DOCUMENT:
= = = = = = =
Driven to find an explanation, he combs through his studio, only to encounter scattered paper fragments featuring haunting sketches of a woman without eyes. These images do not function as traditional plot devices; instead, they serve as psychological “pressure points,” systematically destabilizing the photographer’s assumed authority as a neutral observer.
The film reaches its climax outside the studio walls. In the heart of the city, the photographer witnesses a woman walking with her eyes intentionally shut, guided by a companion who sees on her behalf. Rather than intervening or seeking clarity, the photographer remains a distant witness. He does not act. He only observes.
If Eyes Could Speak does not frame blindness as a disability or a void. Instead, it presents it as a deliberate act a choice woven into a complex structure of guidance, control, and mutual consent.
History & Recognition
In 2004, the film was awarded Best Screenplay at an internal university film festival in Isfahan. Archival footage of the award ceremony remains preserved as a testament to this early milestone.
Looking back, this work contains the formative traces of themes that have come to define my cinematic language: the ethics of witnessing without intervention, the fragility of perception, and the quiet, inherent violence embedded in the act of observation itself.
Director’s Statement
If Eyes Could Speak emerged from an early, fundamental distrust of the camera.
= = = = = = =
STORED RECORDS:

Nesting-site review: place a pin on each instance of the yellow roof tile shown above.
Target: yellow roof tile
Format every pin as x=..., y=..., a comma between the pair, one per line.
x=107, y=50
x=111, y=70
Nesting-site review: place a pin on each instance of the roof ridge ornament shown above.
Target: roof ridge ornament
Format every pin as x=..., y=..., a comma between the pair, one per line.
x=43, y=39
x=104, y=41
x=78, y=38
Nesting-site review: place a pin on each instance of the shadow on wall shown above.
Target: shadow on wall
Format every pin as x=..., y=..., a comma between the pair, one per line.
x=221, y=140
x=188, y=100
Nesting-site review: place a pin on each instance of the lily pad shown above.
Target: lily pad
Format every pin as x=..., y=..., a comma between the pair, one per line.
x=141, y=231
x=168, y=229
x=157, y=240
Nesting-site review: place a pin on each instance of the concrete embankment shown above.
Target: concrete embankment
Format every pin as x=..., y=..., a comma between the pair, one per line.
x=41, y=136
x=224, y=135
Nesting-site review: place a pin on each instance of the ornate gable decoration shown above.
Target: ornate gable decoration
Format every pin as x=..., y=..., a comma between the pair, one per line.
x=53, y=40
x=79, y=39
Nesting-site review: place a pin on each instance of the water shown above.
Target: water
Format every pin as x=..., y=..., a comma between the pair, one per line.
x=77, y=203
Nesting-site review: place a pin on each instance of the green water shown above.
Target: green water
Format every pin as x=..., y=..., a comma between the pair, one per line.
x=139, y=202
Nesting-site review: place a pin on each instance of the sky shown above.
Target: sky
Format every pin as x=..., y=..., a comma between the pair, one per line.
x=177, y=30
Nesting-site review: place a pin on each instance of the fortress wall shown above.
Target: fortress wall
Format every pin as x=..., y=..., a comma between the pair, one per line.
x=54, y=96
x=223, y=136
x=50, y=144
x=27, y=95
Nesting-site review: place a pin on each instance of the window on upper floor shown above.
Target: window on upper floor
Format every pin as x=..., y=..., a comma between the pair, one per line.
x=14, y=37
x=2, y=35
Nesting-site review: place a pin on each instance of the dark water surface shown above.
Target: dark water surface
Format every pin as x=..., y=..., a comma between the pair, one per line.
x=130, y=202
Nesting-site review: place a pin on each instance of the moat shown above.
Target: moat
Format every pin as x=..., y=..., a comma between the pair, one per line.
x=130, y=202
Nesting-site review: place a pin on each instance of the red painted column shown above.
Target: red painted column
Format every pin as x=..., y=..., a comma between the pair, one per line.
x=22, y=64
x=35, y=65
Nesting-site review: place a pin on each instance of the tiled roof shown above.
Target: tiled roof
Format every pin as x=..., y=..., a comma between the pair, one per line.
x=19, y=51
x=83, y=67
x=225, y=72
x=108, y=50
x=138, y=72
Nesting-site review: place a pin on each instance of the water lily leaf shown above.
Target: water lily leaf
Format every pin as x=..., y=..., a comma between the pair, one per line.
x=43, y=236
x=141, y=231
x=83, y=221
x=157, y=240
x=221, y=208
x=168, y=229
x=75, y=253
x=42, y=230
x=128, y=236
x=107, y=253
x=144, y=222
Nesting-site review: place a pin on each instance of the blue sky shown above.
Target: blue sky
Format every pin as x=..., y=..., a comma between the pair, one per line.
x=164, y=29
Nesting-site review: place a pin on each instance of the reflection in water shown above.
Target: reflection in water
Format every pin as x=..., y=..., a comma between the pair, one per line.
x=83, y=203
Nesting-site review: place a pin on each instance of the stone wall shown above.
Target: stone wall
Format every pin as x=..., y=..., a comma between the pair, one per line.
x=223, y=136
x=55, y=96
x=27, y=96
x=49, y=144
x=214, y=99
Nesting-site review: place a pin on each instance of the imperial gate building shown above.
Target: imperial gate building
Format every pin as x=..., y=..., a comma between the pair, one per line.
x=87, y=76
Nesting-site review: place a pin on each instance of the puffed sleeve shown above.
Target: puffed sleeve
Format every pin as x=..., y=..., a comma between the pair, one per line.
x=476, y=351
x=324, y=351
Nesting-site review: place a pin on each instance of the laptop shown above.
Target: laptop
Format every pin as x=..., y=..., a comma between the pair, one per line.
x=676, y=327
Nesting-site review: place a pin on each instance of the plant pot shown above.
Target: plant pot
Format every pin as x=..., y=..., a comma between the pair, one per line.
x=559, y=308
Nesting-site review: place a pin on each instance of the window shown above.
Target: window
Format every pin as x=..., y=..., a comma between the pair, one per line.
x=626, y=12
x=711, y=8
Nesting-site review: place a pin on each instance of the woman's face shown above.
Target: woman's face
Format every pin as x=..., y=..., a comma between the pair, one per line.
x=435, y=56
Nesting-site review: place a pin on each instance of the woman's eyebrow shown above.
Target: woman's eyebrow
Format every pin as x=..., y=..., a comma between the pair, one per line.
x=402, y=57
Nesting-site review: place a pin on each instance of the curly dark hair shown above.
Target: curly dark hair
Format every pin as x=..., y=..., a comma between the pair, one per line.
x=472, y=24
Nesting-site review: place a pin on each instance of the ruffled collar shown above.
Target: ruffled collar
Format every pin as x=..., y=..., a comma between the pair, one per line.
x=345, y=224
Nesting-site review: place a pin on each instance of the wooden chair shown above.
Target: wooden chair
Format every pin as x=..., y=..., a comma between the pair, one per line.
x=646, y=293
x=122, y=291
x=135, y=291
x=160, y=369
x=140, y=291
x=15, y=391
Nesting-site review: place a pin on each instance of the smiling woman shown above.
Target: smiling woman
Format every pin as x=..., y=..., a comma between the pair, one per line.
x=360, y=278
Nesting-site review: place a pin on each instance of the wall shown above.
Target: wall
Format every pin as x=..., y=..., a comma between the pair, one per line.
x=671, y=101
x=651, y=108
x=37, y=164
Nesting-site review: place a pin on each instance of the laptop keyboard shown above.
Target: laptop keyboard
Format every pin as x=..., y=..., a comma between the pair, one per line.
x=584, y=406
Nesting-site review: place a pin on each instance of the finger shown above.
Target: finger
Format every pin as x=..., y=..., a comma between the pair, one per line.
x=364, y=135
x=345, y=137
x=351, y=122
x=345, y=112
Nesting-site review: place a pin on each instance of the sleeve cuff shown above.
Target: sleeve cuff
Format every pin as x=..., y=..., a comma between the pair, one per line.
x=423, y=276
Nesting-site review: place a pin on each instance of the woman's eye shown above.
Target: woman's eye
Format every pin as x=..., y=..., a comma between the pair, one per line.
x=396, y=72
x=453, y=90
= = = = = = =
JOB 1: Update everything from the first of the entries down to the line containing "x=188, y=100", replacing "pin" with "marker" and leaving the rest unchanged.
JOB 2: Take the passage on the film If Eyes Could Speak further, continuing from its last sentence.
The passage on the film If Eyes Could Speak and the entries were taken from separate sources.

EXERCISE RESPONSE 1:
Nesting-site review: place a marker on each instance of the yellow roof tile shown above.
Target: yellow roof tile
Format every marker as x=..., y=..., a comma between the pair, one per line.
x=107, y=50
x=111, y=70
Nesting-site review: place a marker on each instance of the roof ridge ornament shown above.
Target: roof ridge ornament
Format every marker as x=..., y=..., a comma between the pair, one per line.
x=43, y=39
x=104, y=41
x=78, y=38
Nesting-site review: place a marker on each instance of the shadow on wall shown above.
Target: shadow on wall
Format every marker as x=..., y=..., a comma between the pair, one per line.
x=221, y=140
x=188, y=100

EXERCISE RESPONSE 2:
To me, photography has never been about documentation; it is a mechanism of control. It is a tool that allows one to see while remaining unseen to be involved without facing the consequences of that involvement. The studio was never a neutral territory; it was a site of profound asymmetry.
In this film, blindness is not a decorative symbol. It is functional and strategic. I view it as a strategy of survival rather than a loss of sense. The woman who walks with her eyes closed is not helpless; she operates within a sophisticated system where vision is outsourced and delegated.
The photographer’s final decision is not one of ignorance, but of restraint. He chooses observation over interruption. This film was my first attempt to articulate a cinema built around ethical tension rather than narrative resolution—a cinema where the most significant action is often the one that is withheld.